=== Exercise aim ===
Pick out and copy every line in the material that contains the string "velvet". Case counts.

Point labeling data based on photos
....................
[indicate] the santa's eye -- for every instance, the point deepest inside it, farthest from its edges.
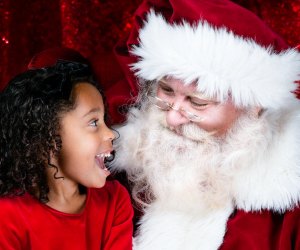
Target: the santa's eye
(94, 123)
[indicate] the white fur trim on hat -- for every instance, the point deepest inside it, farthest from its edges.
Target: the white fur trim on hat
(220, 62)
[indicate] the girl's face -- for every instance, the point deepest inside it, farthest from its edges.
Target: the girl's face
(85, 139)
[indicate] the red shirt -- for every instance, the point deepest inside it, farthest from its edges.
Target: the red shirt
(264, 230)
(105, 223)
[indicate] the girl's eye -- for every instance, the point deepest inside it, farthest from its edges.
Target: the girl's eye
(94, 123)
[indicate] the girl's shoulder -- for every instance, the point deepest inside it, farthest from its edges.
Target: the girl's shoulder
(16, 202)
(17, 207)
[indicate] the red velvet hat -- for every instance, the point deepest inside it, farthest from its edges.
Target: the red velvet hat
(218, 44)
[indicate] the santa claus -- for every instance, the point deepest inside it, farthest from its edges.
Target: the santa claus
(212, 148)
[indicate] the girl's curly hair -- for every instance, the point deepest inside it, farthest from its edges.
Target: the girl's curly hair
(31, 107)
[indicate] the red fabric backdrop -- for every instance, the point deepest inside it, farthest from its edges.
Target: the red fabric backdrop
(94, 26)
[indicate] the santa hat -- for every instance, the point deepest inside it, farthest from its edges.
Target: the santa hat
(225, 48)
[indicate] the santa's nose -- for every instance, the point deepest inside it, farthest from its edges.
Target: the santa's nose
(175, 117)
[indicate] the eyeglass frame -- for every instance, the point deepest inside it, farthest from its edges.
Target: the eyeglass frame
(189, 115)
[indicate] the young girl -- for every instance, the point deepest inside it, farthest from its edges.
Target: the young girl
(53, 146)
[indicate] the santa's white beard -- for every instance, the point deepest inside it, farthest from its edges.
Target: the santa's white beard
(195, 167)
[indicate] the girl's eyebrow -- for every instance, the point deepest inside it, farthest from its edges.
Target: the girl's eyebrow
(92, 111)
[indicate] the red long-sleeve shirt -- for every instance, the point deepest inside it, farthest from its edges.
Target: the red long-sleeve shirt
(105, 223)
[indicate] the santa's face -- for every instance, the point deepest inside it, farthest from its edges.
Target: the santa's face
(185, 100)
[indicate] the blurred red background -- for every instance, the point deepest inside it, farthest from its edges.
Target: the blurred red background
(93, 27)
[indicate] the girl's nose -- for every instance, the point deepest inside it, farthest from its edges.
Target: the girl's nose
(109, 134)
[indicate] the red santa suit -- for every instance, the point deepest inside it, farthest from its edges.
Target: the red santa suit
(245, 193)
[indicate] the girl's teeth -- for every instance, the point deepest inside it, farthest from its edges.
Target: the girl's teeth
(103, 155)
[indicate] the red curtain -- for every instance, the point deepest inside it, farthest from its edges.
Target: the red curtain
(94, 26)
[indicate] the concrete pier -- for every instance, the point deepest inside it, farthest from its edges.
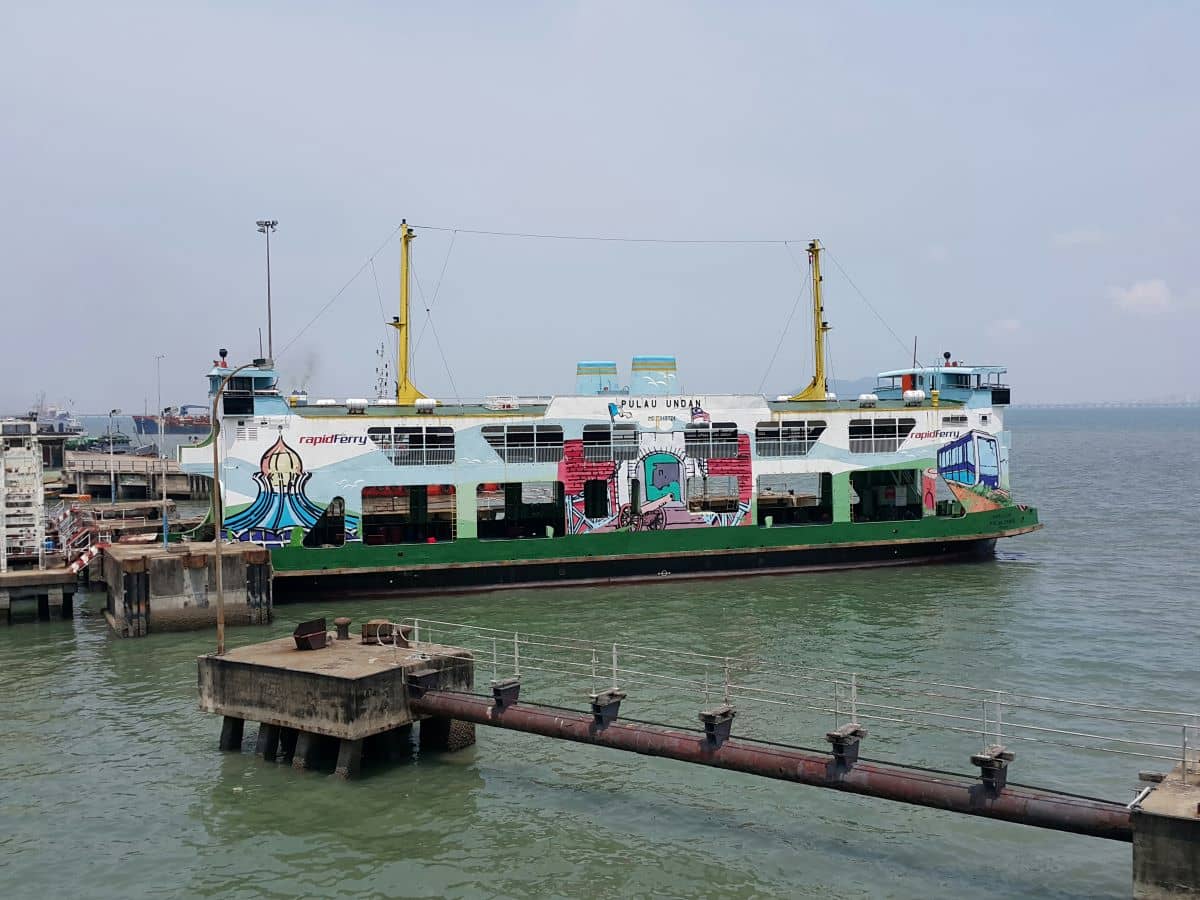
....................
=== Output of the exercise ===
[indicate] the red velvet hat -- for every instance, the point deepest inside it, farthest from its edges.
Target: the red velvet hat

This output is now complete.